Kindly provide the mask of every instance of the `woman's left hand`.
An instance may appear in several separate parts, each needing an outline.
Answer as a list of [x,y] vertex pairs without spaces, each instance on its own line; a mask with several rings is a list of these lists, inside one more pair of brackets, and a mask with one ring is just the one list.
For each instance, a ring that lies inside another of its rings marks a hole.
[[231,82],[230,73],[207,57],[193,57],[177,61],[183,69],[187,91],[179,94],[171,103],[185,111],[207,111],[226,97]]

| Exercise description |
Copy every line of the items above, word for word and with nothing changed.

| Solution for this task |
Kindly provide the mask of every instance of the `woman's left hand`.
An instance may appear in several separate parts, each needing an outline.
Answer as a list of [x,y] vertex pairs without spaces, each instance on its own line; a mask with several rings is a list of these lists, inside one more pair of brackets, and a mask with one ring is just the one list.
For each instance, a ring that lies inside another of its rings marks a hole.
[[231,82],[230,73],[207,57],[193,57],[177,61],[183,69],[187,91],[179,94],[171,103],[185,111],[207,111],[226,97]]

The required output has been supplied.